* What the task asks *
Reproduce the listing below from its first line up to and including the line with "M 111 55 L 108", changing "instance" to "occurrence" and leaving everything else untouched.

* Material *
┄┄┄┄┄┄┄┄┄┄
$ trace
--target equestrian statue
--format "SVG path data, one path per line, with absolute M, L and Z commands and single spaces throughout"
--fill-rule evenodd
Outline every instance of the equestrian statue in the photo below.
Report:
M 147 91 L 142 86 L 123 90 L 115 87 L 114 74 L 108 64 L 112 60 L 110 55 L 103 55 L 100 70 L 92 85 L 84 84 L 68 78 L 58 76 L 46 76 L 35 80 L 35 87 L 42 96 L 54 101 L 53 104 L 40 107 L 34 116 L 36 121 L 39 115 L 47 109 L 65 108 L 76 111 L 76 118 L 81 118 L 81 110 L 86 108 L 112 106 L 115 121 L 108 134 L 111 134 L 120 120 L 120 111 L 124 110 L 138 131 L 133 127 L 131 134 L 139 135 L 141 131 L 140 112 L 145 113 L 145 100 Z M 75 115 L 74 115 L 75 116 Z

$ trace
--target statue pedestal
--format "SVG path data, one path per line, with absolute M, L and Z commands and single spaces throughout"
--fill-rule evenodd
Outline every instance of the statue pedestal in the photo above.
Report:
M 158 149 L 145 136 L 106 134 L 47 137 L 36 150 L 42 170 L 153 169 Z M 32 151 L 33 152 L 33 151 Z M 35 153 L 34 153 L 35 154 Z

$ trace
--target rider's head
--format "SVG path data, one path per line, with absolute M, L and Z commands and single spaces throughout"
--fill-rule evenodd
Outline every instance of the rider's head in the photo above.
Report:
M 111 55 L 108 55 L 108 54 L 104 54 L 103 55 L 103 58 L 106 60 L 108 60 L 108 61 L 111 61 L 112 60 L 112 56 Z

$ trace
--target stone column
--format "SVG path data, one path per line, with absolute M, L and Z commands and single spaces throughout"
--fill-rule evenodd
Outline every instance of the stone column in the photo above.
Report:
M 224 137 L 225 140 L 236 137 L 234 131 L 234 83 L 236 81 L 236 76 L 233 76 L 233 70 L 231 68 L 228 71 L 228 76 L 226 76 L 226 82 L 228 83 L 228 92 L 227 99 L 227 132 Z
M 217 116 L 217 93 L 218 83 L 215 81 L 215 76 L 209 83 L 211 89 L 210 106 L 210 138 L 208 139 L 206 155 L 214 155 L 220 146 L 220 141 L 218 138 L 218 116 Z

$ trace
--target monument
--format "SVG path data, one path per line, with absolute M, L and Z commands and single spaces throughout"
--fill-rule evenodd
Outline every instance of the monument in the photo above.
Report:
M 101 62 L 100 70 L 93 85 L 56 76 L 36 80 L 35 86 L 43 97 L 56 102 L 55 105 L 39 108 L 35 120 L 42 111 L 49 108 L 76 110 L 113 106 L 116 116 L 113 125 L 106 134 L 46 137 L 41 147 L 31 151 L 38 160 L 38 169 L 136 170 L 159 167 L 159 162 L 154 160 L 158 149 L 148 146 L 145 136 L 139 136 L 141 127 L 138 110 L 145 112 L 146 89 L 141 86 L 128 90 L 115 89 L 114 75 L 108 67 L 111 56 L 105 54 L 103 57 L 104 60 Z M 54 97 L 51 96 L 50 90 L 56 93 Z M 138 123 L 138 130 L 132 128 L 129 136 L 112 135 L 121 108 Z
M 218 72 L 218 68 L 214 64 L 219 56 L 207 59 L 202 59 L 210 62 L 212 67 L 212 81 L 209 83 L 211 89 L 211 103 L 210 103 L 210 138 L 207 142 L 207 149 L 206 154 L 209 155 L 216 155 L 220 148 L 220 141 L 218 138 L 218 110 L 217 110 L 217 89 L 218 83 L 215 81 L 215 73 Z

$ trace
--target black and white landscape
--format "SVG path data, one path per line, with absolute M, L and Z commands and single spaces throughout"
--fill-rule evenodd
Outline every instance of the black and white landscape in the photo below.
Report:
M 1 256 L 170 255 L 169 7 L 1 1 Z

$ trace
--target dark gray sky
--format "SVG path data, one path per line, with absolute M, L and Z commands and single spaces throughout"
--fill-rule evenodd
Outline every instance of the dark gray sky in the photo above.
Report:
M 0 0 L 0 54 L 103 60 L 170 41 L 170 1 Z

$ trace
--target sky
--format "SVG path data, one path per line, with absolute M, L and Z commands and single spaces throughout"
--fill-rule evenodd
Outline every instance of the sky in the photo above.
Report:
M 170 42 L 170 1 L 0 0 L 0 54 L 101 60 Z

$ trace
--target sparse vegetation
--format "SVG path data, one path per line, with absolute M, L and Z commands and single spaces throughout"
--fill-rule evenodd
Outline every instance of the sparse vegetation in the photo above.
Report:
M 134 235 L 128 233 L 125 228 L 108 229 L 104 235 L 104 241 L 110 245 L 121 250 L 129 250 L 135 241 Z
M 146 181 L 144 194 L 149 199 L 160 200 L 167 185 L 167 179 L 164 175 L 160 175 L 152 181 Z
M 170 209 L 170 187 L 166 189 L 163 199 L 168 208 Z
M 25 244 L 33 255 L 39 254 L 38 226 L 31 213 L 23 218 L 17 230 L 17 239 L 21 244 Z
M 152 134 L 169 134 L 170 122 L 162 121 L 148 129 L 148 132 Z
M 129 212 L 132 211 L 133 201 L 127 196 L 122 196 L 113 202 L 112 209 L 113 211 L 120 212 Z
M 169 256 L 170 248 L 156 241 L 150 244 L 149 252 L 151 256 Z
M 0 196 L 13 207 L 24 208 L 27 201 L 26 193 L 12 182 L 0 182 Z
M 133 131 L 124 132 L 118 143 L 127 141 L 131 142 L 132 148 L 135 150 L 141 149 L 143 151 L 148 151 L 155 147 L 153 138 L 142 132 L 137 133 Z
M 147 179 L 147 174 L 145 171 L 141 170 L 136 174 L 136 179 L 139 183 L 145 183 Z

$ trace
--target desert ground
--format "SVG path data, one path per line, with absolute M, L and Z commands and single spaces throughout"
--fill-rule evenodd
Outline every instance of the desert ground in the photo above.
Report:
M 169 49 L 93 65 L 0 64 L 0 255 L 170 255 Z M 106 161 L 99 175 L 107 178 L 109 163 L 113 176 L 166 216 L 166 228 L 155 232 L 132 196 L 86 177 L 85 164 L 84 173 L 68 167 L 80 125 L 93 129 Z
┄┄┄┄┄┄┄┄┄┄
* Exercise answer *
$ trace
--target equestrian statue
--format "SVG path data, one path per line, with absolute M, L and Z commands and single spaces throughout"
--fill-rule evenodd
Outline every occurrence of the equestrian statue in the photo below.
Report:
M 147 91 L 142 86 L 123 90 L 115 87 L 114 74 L 108 64 L 112 60 L 110 55 L 103 55 L 100 70 L 92 85 L 84 84 L 68 78 L 58 76 L 46 76 L 35 80 L 35 87 L 42 96 L 54 101 L 53 104 L 40 107 L 34 116 L 36 121 L 39 115 L 47 109 L 65 108 L 76 111 L 76 118 L 81 118 L 81 110 L 86 108 L 112 106 L 115 121 L 108 134 L 111 134 L 120 120 L 120 111 L 124 110 L 138 131 L 133 127 L 131 134 L 139 135 L 141 131 L 140 112 L 145 113 L 145 100 Z M 75 115 L 74 115 L 75 116 Z

$ trace
--target statue pedestal
--format "SVG path data, one path per line, with absolute M, L and Z commands and single spaces throughout"
--fill-rule evenodd
Outline every occurrence of the statue pedestal in the photo above.
Report:
M 158 149 L 145 136 L 106 134 L 47 137 L 36 150 L 42 170 L 153 169 Z M 32 151 L 33 152 L 33 151 Z M 35 153 L 34 153 L 35 154 Z

$ trace
--target rider's head
--format "SVG path data, one path per line, with absolute M, L and Z commands and single spaces throughout"
--fill-rule evenodd
Outline every occurrence of the rider's head in the photo above.
Report:
M 111 55 L 108 55 L 108 54 L 104 54 L 103 55 L 103 58 L 106 60 L 108 60 L 108 61 L 111 61 L 112 60 L 112 56 Z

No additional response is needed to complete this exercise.